*SUPPLIED RECORDS*
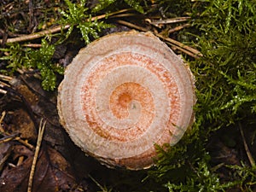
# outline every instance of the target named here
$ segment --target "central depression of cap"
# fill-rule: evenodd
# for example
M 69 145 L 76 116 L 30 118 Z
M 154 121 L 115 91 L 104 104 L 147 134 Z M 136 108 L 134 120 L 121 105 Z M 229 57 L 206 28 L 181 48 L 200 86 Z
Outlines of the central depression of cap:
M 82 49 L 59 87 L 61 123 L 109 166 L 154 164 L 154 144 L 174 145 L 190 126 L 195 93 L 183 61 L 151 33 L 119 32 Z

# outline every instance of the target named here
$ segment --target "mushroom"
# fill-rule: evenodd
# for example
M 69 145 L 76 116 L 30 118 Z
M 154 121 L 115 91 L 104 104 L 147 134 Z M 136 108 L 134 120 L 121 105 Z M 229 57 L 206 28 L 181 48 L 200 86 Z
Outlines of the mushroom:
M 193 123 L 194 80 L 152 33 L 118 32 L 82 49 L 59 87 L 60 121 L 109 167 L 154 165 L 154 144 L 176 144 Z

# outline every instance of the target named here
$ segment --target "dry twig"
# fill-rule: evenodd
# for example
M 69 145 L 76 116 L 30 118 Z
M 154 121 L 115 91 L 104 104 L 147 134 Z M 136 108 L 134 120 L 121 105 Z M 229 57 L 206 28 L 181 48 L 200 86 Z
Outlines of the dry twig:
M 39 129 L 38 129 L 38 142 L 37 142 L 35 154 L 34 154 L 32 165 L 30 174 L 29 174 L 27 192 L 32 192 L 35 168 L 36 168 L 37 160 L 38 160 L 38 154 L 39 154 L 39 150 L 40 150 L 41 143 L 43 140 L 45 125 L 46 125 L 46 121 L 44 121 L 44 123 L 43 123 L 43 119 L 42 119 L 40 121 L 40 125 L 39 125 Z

...

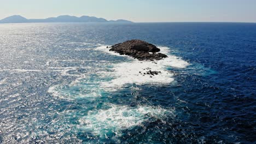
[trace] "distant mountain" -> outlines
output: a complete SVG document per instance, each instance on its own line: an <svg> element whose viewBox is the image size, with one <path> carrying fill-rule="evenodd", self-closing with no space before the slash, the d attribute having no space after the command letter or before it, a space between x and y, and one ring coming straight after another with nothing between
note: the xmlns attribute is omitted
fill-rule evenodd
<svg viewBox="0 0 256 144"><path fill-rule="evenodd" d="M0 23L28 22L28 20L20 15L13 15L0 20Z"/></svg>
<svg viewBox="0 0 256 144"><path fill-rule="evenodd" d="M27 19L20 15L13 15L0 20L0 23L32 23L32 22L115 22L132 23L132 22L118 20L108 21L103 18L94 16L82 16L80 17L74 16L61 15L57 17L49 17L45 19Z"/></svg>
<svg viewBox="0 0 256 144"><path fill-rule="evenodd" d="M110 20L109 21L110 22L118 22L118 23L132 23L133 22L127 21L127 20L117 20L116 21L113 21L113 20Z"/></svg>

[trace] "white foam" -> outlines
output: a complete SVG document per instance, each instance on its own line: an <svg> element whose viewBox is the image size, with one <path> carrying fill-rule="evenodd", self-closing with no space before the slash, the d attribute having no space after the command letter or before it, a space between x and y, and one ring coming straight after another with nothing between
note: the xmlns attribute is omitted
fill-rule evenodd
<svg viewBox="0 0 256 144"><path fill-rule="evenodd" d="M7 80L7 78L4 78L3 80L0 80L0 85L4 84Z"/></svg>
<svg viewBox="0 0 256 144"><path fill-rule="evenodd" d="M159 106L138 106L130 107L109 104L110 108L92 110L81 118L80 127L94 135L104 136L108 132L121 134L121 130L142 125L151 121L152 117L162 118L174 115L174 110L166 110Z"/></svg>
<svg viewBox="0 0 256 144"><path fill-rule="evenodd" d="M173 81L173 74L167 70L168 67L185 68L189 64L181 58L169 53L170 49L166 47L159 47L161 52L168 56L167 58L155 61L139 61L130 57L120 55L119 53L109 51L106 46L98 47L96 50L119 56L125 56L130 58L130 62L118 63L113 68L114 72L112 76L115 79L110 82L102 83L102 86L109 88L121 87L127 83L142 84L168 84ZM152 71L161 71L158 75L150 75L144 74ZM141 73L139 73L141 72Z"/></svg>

*STATED EXERCISE*
Show each line from the rows above that contains the word "mushroom". Case counts.

*IN RESPONSE*
$ segment --target "mushroom"
Outlines of the mushroom:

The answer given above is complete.